**GIVEN PASSAGE**
_____

Started doing mine in 2012, met a number of people and travelled about in my quest to build the tree. Discovered a huge amount of information and quickly learnt how much detective work is involved in building a tree. Still doing it now and learning all the time. The British Newspaper Archive has been an invaluable resource.
Even found out by accident that my wife's Grandfather was the brother-in-law to my Great Great Uncle! No children.
Anybody else research theirs?
Yep - All of my relis passed away long ago, and I had not taken much of an interest whilst they were alive, and all made more confused by everyone having to be called an 'aunt' or 'uncle' as a youngster. It all made for an interesting, but very confused mess of memories.
I got a lot of help to sort the mess out, from someone local, whose hobby was doing the research. He got my paternal back to 1800 and my maternal to 1850's, and it sorted out the 'aunts and uncles', from the true aunts and uncles. I remembered my father suggesting the family had originated from the Norfolk/Suffolk border, which I had taken with a pinch of salt, but the research confirmed it. Reading between the lines, the reason for the gradual family move, was employment on the railways. I've a photo of my g'uncle posing in front of his express locomotive from the 1920's. There were a few interesting ancestral mentions in the newspaper, one in regard to witnessing the murder of an ancestor's girlfriend, another where a night mail coach had been in collision with a hay cart driven by a drunk, which happened outside their door.

_____

**THINGS TO DO**
- 1) Retype the part of the genealogy discussion from "I got a lot" up to and including "outside their door.".
- 2) In the genealogy discussion, which resource does the first writer describe as invaluable?

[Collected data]
_____

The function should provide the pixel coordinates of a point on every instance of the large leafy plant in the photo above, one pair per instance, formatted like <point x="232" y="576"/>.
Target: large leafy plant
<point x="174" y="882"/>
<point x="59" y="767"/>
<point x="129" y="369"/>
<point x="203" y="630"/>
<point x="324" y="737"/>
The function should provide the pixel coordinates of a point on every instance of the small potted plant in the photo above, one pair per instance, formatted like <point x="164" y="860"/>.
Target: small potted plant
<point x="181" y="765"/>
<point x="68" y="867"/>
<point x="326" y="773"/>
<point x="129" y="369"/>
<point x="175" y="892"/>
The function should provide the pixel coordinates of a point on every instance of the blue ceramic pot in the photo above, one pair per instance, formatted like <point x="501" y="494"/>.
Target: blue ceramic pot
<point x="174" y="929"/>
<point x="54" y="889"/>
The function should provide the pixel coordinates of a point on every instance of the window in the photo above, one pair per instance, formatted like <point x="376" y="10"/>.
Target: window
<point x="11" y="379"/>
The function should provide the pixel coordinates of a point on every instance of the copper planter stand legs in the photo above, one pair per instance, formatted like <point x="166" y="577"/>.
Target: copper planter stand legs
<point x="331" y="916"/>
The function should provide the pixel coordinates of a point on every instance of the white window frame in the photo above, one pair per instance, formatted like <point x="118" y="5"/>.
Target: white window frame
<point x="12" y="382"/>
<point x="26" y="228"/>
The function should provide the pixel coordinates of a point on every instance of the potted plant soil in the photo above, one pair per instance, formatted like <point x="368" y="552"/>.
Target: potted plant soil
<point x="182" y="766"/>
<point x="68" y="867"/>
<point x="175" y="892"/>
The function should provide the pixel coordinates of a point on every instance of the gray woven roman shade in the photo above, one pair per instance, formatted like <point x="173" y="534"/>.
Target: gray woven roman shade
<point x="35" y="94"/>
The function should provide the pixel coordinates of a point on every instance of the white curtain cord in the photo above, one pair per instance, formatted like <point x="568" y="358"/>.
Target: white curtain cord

_____

**WRITTEN ANSWERS**
- 1)
I got a lot of help to sort the mess out, from someone local, whose hobby was doing the research. He got my paternal back to 1800 and my maternal to 1850's, and it sorted out the 'aunts and uncles', from the true aunts and uncles. I remembered my father suggesting the family had originated from the Norfolk/Suffolk border, which I had taken with a pinch of salt, but the research confirmed it. Reading between the lines, the reason for the gradual family move, was employment on the railways. I've a photo of my g'uncle posing in front of his express locomotive from the 1920's. There were a few interesting ancestral mentions in the newspaper, one in regard to witnessing the murder of an ancestor's girlfriend, another where a night mail coach had been in collision with a hay cart driven by a drunk, which happened outside their door.

- 2) The British Newspaper Archive